··· Data to process

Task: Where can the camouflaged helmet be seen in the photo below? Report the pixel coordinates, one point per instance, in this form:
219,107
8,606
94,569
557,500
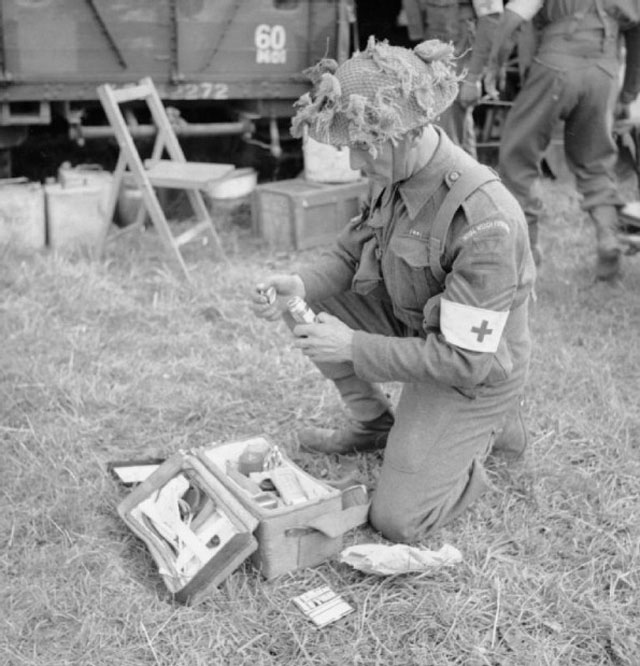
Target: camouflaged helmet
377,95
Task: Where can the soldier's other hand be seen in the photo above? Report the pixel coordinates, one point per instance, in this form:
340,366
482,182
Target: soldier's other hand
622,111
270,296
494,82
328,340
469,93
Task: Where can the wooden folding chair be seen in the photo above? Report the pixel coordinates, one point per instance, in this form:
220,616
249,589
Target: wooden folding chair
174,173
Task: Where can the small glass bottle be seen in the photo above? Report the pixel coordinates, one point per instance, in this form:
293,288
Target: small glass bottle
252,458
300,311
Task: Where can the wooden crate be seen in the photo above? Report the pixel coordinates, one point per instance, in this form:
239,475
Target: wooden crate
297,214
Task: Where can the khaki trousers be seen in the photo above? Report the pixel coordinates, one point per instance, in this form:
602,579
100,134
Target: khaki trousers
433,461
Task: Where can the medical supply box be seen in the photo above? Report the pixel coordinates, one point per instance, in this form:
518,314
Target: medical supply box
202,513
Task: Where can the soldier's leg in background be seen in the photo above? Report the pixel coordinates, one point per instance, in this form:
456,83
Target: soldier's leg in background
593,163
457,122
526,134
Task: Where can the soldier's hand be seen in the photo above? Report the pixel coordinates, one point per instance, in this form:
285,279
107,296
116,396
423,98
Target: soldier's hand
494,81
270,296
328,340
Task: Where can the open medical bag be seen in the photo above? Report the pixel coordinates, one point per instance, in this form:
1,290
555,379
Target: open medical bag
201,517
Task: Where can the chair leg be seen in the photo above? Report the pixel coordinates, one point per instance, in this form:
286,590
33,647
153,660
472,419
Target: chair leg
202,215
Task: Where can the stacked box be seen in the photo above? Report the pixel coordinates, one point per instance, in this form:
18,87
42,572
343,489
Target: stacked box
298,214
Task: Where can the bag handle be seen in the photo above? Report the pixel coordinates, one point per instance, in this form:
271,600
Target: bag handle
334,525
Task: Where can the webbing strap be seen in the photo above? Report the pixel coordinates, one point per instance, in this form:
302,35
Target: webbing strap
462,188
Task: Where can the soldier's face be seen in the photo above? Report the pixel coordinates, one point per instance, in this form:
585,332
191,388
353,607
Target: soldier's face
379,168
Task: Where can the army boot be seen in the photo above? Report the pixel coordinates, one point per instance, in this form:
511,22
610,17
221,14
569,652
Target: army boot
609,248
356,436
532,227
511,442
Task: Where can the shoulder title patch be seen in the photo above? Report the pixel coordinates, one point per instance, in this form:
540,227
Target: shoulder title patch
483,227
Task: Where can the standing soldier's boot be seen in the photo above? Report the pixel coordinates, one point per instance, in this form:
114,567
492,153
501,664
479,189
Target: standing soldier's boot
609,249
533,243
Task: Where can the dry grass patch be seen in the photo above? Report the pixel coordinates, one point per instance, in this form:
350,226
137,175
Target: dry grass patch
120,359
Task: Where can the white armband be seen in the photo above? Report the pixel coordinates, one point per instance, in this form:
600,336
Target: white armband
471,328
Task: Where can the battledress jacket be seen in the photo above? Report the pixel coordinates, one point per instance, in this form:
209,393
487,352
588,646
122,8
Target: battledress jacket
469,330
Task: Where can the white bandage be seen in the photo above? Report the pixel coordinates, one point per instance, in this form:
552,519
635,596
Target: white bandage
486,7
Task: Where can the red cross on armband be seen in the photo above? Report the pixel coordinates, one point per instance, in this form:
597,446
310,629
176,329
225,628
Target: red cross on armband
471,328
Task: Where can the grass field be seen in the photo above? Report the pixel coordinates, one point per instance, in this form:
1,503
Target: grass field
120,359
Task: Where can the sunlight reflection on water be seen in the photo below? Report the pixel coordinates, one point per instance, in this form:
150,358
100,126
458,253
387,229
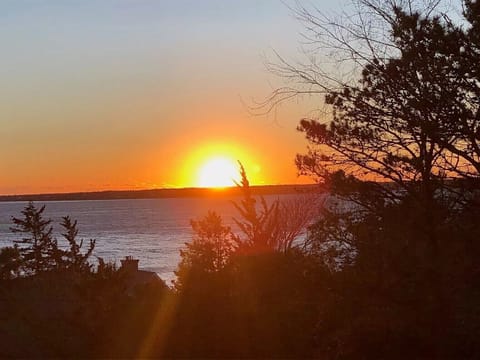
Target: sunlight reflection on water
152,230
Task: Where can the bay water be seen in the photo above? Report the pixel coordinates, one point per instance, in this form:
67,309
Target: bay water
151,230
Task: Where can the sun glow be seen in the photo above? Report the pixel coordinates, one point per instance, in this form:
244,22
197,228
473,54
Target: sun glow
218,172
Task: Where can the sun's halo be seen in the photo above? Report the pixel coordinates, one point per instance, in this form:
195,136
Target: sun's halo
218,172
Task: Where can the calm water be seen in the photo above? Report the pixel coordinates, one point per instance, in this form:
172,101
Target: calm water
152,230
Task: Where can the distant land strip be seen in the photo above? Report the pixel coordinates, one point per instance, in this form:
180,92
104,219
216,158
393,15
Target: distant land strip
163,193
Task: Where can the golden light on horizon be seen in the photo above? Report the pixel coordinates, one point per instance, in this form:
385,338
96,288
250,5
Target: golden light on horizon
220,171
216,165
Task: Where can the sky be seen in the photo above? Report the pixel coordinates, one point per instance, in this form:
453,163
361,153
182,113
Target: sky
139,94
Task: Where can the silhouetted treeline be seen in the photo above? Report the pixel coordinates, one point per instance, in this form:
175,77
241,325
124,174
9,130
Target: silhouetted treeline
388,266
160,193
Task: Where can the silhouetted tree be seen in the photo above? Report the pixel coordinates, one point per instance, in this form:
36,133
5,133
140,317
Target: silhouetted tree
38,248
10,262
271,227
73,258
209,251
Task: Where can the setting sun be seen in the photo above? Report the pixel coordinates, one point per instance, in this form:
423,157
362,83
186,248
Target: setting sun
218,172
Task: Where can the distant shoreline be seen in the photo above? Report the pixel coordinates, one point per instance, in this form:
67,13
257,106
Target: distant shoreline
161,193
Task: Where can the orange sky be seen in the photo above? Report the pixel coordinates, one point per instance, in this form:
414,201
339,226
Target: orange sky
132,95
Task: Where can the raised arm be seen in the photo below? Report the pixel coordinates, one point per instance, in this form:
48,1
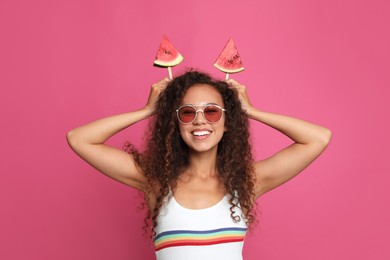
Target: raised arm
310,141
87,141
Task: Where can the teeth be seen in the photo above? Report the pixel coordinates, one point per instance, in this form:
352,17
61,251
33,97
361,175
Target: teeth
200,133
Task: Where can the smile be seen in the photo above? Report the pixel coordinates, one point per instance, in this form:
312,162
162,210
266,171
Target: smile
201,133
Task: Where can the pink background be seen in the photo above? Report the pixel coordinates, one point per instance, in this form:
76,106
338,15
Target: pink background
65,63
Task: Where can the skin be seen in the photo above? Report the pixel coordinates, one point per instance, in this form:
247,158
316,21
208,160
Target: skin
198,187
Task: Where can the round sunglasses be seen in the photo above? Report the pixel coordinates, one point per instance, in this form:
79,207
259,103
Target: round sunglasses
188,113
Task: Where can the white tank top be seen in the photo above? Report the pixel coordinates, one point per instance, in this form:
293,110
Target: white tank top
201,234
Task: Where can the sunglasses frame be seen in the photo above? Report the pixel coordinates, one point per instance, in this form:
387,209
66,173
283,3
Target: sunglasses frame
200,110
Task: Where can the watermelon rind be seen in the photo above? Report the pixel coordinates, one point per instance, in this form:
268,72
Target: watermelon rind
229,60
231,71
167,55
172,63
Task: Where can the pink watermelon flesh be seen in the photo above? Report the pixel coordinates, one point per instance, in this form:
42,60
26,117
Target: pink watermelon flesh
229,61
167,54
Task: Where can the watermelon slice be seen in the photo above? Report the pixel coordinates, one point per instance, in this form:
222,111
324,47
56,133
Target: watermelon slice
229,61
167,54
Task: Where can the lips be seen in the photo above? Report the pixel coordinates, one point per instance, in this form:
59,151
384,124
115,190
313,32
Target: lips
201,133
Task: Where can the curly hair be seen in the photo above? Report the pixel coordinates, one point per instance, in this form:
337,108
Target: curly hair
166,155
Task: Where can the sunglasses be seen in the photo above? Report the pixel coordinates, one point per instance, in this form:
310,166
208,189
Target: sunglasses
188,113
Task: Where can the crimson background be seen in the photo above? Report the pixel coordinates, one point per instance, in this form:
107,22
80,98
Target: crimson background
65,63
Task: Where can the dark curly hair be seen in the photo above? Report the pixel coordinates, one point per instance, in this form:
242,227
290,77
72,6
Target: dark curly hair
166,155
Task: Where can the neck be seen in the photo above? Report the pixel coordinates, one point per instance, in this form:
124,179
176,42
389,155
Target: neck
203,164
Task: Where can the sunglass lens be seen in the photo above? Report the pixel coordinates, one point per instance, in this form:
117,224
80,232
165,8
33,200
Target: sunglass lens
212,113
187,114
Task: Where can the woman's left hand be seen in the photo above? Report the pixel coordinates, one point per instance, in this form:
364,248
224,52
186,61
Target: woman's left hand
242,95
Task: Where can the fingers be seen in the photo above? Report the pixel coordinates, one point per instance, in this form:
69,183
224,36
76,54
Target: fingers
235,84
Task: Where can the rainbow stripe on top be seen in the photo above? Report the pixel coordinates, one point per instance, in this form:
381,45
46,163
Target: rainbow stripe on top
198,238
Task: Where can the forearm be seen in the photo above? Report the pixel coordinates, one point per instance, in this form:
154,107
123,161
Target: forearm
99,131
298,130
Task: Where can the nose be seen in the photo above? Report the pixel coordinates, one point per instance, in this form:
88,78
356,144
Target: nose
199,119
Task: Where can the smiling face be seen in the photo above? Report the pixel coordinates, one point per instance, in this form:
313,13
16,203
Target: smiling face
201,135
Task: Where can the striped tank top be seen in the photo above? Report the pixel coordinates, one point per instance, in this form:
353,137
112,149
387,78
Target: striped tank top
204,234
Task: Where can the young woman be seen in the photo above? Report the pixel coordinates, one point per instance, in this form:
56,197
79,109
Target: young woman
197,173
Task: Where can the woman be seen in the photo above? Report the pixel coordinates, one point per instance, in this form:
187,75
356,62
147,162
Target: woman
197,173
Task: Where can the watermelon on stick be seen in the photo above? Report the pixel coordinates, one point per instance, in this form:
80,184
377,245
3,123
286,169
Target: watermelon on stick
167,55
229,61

······
··· Data to process

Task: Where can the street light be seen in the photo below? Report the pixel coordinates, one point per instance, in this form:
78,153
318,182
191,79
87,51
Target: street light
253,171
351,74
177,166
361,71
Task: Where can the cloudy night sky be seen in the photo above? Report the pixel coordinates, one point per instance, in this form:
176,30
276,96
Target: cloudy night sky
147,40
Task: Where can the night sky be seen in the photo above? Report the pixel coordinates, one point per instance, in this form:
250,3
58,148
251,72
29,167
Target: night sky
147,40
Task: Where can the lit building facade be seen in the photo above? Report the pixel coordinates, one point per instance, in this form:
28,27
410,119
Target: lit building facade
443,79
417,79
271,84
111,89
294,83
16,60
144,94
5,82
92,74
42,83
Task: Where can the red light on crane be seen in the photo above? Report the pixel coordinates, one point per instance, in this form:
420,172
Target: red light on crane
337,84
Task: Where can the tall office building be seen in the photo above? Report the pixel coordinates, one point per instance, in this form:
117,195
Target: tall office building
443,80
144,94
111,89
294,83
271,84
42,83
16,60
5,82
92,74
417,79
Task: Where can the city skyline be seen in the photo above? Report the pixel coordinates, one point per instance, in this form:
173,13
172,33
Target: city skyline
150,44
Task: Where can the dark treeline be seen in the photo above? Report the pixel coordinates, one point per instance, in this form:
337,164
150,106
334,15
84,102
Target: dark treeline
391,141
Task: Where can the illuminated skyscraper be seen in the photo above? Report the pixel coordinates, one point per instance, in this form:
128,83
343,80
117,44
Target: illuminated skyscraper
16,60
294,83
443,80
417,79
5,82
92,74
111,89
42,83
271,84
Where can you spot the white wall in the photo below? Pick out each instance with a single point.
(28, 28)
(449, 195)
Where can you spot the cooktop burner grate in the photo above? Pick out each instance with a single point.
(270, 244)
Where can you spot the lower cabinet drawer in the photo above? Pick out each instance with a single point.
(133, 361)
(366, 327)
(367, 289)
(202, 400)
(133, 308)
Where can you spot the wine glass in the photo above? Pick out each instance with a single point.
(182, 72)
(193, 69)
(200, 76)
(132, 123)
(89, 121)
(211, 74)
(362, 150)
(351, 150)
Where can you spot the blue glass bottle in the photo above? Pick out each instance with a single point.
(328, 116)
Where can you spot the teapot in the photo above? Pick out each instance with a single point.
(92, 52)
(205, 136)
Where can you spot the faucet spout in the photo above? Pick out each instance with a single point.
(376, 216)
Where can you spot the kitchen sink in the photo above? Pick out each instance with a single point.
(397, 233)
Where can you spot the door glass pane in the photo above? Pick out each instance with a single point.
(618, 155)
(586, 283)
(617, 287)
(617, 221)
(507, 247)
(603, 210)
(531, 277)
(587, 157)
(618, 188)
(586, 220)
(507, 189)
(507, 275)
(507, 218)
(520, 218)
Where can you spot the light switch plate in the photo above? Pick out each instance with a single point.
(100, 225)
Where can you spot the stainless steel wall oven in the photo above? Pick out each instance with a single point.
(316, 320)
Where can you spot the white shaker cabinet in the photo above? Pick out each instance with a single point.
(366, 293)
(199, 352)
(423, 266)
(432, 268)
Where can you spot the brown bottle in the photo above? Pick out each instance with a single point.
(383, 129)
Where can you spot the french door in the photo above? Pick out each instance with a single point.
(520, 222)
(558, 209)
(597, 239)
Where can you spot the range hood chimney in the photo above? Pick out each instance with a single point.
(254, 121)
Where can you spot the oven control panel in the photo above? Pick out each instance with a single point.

······

* [What this task involves]: In the material above, locate the line containing "Where can you spot the white shaker" and the line containing "Where can you spot the oven". Transcribe exactly those two lines and every line between them, and nothing more.

* [Result of the exercise]:
Where can you spot the white shaker cabinet in the photo above? Pick out each instance with a single point.
(366, 293)
(199, 352)
(423, 266)
(432, 268)
Where can you spot the brown bottle in the photo above? Pick out each instance with a single point.
(383, 129)
Where can you spot the french door in the photo above? Pick out each instance with a single point.
(520, 222)
(558, 209)
(597, 239)
Where can you spot the range hood chimney in the photo above? Pick out each instance with a single point.
(254, 121)
Where can you spot the oven control panel in the photo above? Pick out each instance with a single point.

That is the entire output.